--- Data for analysis Enclosed Below ---

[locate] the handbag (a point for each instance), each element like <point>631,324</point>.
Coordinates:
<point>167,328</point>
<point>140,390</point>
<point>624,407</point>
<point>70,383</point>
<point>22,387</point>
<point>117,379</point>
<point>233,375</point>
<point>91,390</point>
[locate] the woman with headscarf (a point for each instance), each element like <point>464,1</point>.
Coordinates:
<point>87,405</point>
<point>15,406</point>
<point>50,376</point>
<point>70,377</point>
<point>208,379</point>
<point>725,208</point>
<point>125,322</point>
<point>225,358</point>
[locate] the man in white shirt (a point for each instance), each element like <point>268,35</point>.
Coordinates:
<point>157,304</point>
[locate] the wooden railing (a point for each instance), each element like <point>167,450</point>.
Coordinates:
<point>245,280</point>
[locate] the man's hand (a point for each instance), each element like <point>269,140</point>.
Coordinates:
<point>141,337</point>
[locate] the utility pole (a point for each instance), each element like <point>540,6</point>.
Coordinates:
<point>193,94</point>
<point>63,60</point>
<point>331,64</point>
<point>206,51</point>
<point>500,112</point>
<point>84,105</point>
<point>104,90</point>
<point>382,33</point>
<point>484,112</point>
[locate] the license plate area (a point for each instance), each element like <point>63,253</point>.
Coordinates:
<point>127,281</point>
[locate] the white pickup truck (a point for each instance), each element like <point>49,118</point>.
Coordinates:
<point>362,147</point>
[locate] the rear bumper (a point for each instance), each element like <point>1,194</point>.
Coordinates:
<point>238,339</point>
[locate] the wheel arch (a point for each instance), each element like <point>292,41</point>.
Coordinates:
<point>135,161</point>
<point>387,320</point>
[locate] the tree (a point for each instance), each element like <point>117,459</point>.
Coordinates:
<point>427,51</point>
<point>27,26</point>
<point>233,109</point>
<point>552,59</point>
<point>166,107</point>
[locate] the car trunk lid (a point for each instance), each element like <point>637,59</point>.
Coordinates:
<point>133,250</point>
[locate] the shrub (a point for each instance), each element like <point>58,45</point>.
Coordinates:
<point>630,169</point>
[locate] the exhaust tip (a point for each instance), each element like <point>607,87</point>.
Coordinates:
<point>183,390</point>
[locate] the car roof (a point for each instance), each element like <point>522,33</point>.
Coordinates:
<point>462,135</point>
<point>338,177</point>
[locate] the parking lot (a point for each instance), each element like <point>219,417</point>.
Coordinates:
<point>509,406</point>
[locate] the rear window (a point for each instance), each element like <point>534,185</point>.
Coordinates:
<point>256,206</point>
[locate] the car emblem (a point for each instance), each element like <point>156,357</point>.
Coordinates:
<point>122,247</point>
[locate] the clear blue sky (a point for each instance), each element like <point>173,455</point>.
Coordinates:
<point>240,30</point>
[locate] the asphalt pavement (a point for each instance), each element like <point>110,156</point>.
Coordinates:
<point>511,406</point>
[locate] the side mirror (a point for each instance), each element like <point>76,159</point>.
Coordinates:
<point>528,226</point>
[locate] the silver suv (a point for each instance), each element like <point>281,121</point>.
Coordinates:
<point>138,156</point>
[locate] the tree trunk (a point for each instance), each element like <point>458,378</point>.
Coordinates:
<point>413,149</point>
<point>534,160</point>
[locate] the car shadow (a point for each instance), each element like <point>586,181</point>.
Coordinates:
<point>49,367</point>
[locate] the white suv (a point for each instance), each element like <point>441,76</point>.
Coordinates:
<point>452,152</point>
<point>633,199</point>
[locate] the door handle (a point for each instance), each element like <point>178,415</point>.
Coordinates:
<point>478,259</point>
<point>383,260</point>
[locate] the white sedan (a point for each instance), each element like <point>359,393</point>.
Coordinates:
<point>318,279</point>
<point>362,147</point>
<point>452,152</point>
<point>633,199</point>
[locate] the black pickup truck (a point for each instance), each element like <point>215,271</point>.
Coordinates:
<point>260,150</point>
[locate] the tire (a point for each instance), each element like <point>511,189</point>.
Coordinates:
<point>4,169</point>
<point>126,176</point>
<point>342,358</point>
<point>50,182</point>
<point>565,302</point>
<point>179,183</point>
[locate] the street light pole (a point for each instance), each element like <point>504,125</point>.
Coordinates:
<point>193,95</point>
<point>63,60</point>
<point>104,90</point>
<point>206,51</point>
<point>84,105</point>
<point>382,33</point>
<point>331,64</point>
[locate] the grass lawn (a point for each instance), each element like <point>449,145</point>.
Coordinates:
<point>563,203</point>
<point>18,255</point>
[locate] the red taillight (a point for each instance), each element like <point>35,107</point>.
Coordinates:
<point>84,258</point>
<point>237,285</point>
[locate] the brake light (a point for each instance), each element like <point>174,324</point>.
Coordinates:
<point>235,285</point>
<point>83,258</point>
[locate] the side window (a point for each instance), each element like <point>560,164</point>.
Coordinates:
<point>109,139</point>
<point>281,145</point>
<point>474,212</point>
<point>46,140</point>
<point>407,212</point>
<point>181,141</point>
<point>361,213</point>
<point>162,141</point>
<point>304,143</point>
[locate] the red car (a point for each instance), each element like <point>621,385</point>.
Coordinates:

--- End of Enclosed Data for analysis ---

*What you have to do:* All of the data above must be set down again exactly.

*Reply:*
[locate] the handbag (a point for each instance), each element like <point>631,324</point>.
Coordinates:
<point>167,328</point>
<point>140,390</point>
<point>624,407</point>
<point>70,383</point>
<point>22,387</point>
<point>117,379</point>
<point>233,375</point>
<point>91,390</point>
[locate] the woman with headscarf (a point for each instance), each element like <point>464,1</point>.
Coordinates:
<point>87,405</point>
<point>15,406</point>
<point>50,376</point>
<point>70,377</point>
<point>208,379</point>
<point>725,208</point>
<point>125,322</point>
<point>225,358</point>
[locate] the man in white shirt (a point for each instance), each element like <point>268,35</point>.
Coordinates:
<point>157,304</point>
[locate] the wooden railing (a point for each instance), each element like <point>167,450</point>.
Coordinates:
<point>245,280</point>
[locate] the man's hand (a point for each instance), each element like <point>269,140</point>.
Coordinates:
<point>141,337</point>
[locate] the utility pole (a point for each instance), each element like <point>540,6</point>.
Coordinates:
<point>193,94</point>
<point>63,60</point>
<point>331,64</point>
<point>206,51</point>
<point>500,112</point>
<point>84,105</point>
<point>104,90</point>
<point>382,33</point>
<point>484,112</point>
[locate] the license plate area (a point for each instance), each element like <point>63,253</point>.
Coordinates:
<point>127,281</point>
[locate] the white pickup truck (a point for each instance), each element like <point>49,118</point>.
Coordinates:
<point>362,147</point>
[locate] the rear bumper (a point for each instance), each element like <point>1,194</point>.
Coordinates:
<point>238,339</point>
[locate] the wheel arch (a point for each instance), each element like <point>292,41</point>.
Coordinates:
<point>135,161</point>
<point>387,320</point>
[locate] the tree (a point for each instance), each element like <point>117,459</point>.
Coordinates:
<point>427,51</point>
<point>27,26</point>
<point>233,109</point>
<point>552,59</point>
<point>166,107</point>
[locate] the car trunk lid (a point for each instance), each element like <point>637,59</point>.
Coordinates:
<point>133,250</point>
[locate] the shrub (a point for each instance), each element like <point>58,45</point>.
Coordinates:
<point>630,169</point>
[locate] the exhaust tip (a point for each instance), each element like <point>607,87</point>.
Coordinates:
<point>183,390</point>
[locate] the car roof (a point for each instance), each element like <point>522,33</point>.
Coordinates:
<point>462,135</point>
<point>338,177</point>
[locate] the parking lot (a point for each instance), each element like <point>219,417</point>.
Coordinates:
<point>509,406</point>
[locate] the rear window (a point for each instance), each element like <point>534,185</point>.
Coordinates:
<point>256,206</point>
[locate] the car emblem (a point for each instance), each element like <point>156,357</point>.
Coordinates:
<point>122,247</point>
[locate] the clear blue sky (a point for each instance), each element like <point>173,455</point>.
Coordinates:
<point>240,30</point>
[locate] the asphalt pavement (a point for each instance), each element like <point>110,156</point>.
Coordinates:
<point>511,406</point>
[locate] the side mirror (a point for each instance), each element like <point>76,159</point>.
Coordinates:
<point>528,226</point>
[locate] the silver suv (a point for each instance), each element like <point>281,121</point>.
Coordinates:
<point>138,156</point>
[locate] the tree trunk (a point for each instance), each element like <point>458,378</point>.
Coordinates:
<point>413,149</point>
<point>534,160</point>
[locate] the car shadow (a point for each instance), each element like <point>586,181</point>.
Coordinates:
<point>49,367</point>
[locate] the white suv (a point for each instance), each element like <point>441,76</point>.
Coordinates:
<point>452,152</point>
<point>633,199</point>
[locate] the door handle (a point for each instance), each element like <point>178,415</point>.
Coordinates:
<point>478,259</point>
<point>383,260</point>
[locate] the white sedan (a point for each instance), each element like <point>359,393</point>.
Coordinates:
<point>318,279</point>
<point>362,147</point>
<point>452,152</point>
<point>633,199</point>
[locate] the black pickup truck (a point for each instance), each element like <point>215,271</point>.
Coordinates:
<point>260,150</point>
[locate] the tire (a point for each instance), each element like <point>511,189</point>.
Coordinates:
<point>4,169</point>
<point>126,176</point>
<point>342,358</point>
<point>50,182</point>
<point>565,302</point>
<point>179,183</point>
[locate] the street light pole (a point for each instance), each element like <point>504,125</point>.
Coordinates:
<point>193,95</point>
<point>63,60</point>
<point>104,90</point>
<point>206,51</point>
<point>84,105</point>
<point>382,33</point>
<point>331,64</point>
[locate] the grass lawn (a point for each instance), each element like <point>449,145</point>.
Coordinates:
<point>563,203</point>
<point>18,255</point>
[locate] the red taillight (a point for each instance), each element like <point>35,107</point>.
Coordinates:
<point>84,258</point>
<point>237,285</point>
[locate] the brake light (a point for each instance), each element like <point>174,324</point>.
Coordinates:
<point>235,285</point>
<point>83,258</point>
[locate] the side window (a point for each instance), each element like <point>560,164</point>.
Coordinates:
<point>109,139</point>
<point>281,145</point>
<point>474,212</point>
<point>46,140</point>
<point>407,212</point>
<point>181,141</point>
<point>361,213</point>
<point>162,141</point>
<point>304,143</point>
[locate] the red car (a point for each instance), each element like <point>621,385</point>.
Coordinates:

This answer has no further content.